==== GIVEN ENTRIES ====

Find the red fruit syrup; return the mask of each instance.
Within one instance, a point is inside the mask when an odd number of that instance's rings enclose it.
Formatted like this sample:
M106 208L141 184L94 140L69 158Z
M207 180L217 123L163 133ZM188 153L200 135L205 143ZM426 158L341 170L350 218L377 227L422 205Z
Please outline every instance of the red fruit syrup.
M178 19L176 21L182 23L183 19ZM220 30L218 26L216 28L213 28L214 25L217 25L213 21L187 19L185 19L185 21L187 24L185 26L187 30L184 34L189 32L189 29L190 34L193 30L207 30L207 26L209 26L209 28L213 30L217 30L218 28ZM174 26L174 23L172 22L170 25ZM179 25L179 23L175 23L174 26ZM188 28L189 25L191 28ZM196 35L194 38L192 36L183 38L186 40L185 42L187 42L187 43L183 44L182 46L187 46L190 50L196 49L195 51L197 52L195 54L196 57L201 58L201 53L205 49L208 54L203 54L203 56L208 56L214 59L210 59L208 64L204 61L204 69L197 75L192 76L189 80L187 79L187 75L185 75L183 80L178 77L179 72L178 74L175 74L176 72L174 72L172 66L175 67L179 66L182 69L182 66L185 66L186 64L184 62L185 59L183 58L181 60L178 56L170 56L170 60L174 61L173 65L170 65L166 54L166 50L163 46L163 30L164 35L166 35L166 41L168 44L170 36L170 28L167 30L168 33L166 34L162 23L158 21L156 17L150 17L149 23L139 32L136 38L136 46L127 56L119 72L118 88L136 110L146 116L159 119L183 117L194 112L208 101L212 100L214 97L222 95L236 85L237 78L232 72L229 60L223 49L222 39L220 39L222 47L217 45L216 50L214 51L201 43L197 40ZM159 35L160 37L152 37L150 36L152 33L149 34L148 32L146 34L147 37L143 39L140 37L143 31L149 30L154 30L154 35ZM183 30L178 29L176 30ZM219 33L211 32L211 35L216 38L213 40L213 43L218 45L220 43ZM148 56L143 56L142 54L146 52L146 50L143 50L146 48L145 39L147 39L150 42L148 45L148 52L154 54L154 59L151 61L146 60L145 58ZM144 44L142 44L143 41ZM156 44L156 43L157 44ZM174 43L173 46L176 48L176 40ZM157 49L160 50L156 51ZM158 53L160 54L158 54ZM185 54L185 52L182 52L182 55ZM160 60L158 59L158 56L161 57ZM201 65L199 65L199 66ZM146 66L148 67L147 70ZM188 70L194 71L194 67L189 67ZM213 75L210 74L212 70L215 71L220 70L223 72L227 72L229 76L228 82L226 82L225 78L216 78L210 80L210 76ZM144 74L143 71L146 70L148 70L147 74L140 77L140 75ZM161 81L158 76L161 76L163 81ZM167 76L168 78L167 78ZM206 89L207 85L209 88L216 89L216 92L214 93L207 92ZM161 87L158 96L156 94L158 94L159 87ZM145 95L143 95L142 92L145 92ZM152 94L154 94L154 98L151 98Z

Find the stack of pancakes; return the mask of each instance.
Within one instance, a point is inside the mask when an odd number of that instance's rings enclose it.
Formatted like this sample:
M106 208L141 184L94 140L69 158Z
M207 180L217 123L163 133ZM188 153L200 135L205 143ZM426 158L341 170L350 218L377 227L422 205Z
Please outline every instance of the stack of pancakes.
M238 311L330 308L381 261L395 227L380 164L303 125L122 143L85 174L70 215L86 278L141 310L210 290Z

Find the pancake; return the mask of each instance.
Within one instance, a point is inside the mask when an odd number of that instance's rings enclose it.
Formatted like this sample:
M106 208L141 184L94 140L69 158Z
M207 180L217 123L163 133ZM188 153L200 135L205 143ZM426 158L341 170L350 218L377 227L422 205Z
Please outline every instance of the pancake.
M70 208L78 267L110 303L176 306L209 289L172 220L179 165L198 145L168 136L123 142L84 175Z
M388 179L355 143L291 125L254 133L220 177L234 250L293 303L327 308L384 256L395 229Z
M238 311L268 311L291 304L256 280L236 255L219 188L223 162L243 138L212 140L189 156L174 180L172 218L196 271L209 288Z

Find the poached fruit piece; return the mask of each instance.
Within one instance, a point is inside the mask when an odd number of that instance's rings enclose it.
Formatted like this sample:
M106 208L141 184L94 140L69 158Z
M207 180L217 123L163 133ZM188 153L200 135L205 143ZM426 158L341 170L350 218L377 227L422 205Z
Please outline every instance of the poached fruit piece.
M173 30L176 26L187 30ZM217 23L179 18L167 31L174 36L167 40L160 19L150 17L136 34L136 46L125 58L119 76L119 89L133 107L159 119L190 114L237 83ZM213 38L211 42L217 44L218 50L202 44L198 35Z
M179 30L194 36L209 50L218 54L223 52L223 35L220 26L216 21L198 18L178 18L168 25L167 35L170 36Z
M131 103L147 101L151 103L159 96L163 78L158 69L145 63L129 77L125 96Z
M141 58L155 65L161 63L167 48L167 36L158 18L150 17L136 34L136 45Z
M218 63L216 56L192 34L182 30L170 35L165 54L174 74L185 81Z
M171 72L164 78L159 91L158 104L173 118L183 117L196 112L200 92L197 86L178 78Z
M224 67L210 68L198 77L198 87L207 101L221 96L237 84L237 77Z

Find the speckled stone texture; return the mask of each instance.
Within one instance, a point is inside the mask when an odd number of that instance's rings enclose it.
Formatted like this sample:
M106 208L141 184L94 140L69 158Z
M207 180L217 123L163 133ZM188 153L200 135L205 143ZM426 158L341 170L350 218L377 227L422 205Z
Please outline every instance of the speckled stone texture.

====

TASK REQUIREMENTS: Reproduce the material above, switching every "outline" to "trace" and leaving everything else unchanged.

TASK ANSWER:
Find the red fruit syrup; return the mask of each instance.
Within one instance, a point is inside the mask when an odd number of that instance's rings enclose it.
Formatted like this sample:
M106 208L141 184L94 140L69 158Z
M207 180L217 123L163 133ZM188 153L200 135L205 143ZM426 158L341 170L350 218L377 227L422 205Z
Please trace every instance of the red fruit syrup.
M178 19L176 21L182 23L183 19ZM220 30L218 26L216 28L213 28L214 25L217 25L213 21L187 19L185 19L185 21L187 24L185 26L187 30L184 34L189 32L189 29L190 34L193 30L207 30L207 26L209 26L209 28L213 30L217 30L218 28ZM174 26L174 23L172 22L170 25ZM179 25L179 23L175 23L174 26ZM188 28L189 25L191 28ZM196 35L194 38L192 36L183 38L186 40L185 42L187 42L187 43L183 44L182 46L187 46L190 50L196 49L195 51L197 52L195 54L196 57L201 58L201 53L205 49L208 54L203 54L203 56L208 56L214 59L210 59L208 64L204 61L204 69L197 75L192 76L189 80L187 79L187 75L185 75L183 80L178 77L179 72L178 74L175 74L176 72L174 72L172 66L175 67L179 66L182 69L182 66L185 66L186 64L184 62L185 59L183 58L181 60L178 56L170 56L170 60L174 61L173 65L170 65L166 54L166 50L163 46L163 30L164 35L166 35L166 41L168 44L170 36L170 28L167 30L168 33L166 34L162 23L158 21L156 17L150 17L149 23L139 32L136 38L136 46L127 56L119 72L118 88L136 110L146 116L159 119L183 117L194 112L208 101L212 100L214 97L222 95L236 85L237 78L232 72L229 60L223 49L222 39L220 39L222 47L217 45L216 50L214 51L201 43L197 40ZM159 35L160 37L152 37L150 36L152 33L149 34L148 32L146 34L147 37L143 39L140 37L143 31L149 30L154 30L154 35ZM183 30L178 29L176 30ZM219 33L211 32L211 35L216 38L213 40L213 43L218 45L220 43ZM148 56L143 56L142 54L146 52L146 50L143 50L146 48L145 39L147 39L150 42L148 45L148 52L154 54L154 59L151 61L146 60L145 58ZM144 44L142 44L143 41ZM156 44L156 43L157 44ZM174 43L173 46L176 48L176 40ZM157 49L160 50L156 51ZM158 53L160 54L158 54ZM185 54L185 52L182 52L182 55ZM160 60L158 59L158 56L161 57ZM201 65L199 65L199 66ZM146 66L148 67L147 70ZM188 70L194 71L194 67L189 67ZM213 75L210 74L212 70L215 71L220 70L223 72L227 72L229 76L228 82L226 82L225 78L216 78L210 80L210 76ZM144 74L143 71L146 70L148 70L147 74L140 77L140 75ZM161 81L158 76L161 76L163 81ZM167 76L168 78L167 78ZM206 89L207 85L209 88L216 89L216 92L214 93L207 92ZM161 87L158 96L156 94L158 94L159 87ZM145 95L143 95L142 92L145 92ZM152 94L154 94L154 98L151 98Z

Find the stack of pancakes; return the mask of each instance.
Within one instance, a point is inside the mask when an odd number of that instance's rings enclose it.
Formatted like this sample:
M106 208L141 184L94 140L69 158Z
M207 180L217 123L163 133ZM188 153L200 135L205 143ZM426 158L341 170L350 218L377 227L422 205Z
Please trace every instance of the stack of pancakes.
M238 311L330 308L381 261L395 227L380 164L303 125L122 143L85 174L70 215L86 278L141 310L210 290Z

Find the pancake; return the mask of each instance.
Within one instance, a point is inside the mask when an odd number of that instance's rings enclose it.
Formatted like this sample:
M106 208L141 184L94 140L69 158Z
M207 180L217 123L163 133ZM188 153L200 135L205 143ZM426 158L341 170L350 218L377 227L422 205Z
Please trace every instance of the pancake.
M70 208L78 267L110 303L176 306L209 289L172 220L179 165L198 145L168 136L123 142L84 175Z
M388 179L355 143L291 125L254 133L220 177L234 250L293 303L327 308L384 256L395 229Z
M238 311L268 311L291 304L256 280L236 255L219 188L223 162L243 138L212 140L189 156L174 180L172 218L196 271L209 288Z

Find the poached fruit piece; return the mask of each instance.
Within one instance, a point is inside the mask when an odd number of that instance's rings enclose it.
Formatted like this sample:
M106 208L141 184L94 140L69 158Z
M207 180L217 123L163 133ZM188 153L200 135L205 143ZM426 158L341 170L350 218L377 227L422 205Z
Please trace every instance of the poached fruit piece.
M173 30L176 26L187 30ZM217 23L179 18L167 31L174 36L167 40L160 19L150 17L136 34L136 46L125 58L119 76L119 89L133 107L159 119L190 114L237 83ZM213 38L211 42L217 44L218 50L202 44L198 35Z
M179 30L194 36L209 50L218 54L223 52L223 35L220 26L216 21L198 18L178 18L168 25L167 35L170 36Z
M131 103L147 101L151 103L159 96L163 78L158 69L145 63L129 77L125 96Z
M141 58L155 65L161 63L167 48L167 36L158 18L150 17L136 34L136 45Z
M218 63L216 56L192 34L182 30L170 35L165 54L174 74L185 81Z
M171 72L164 78L159 91L158 104L173 118L183 117L196 112L200 92L197 86L178 78Z
M224 67L210 68L198 77L198 87L207 101L221 96L237 84L237 77Z

Find the speckled stone texture; return the mask of each instance.
Within one instance, a point is inside the mask when an odd number of that instance's rings enclose it.
Formatted like this sample:
M106 208L141 184L94 140L69 158Z
M207 180L217 123L163 133ZM188 153L200 135L205 143ZM426 158L341 170L350 218L377 227L422 205Z
Please trace every instance of the speckled stone texture.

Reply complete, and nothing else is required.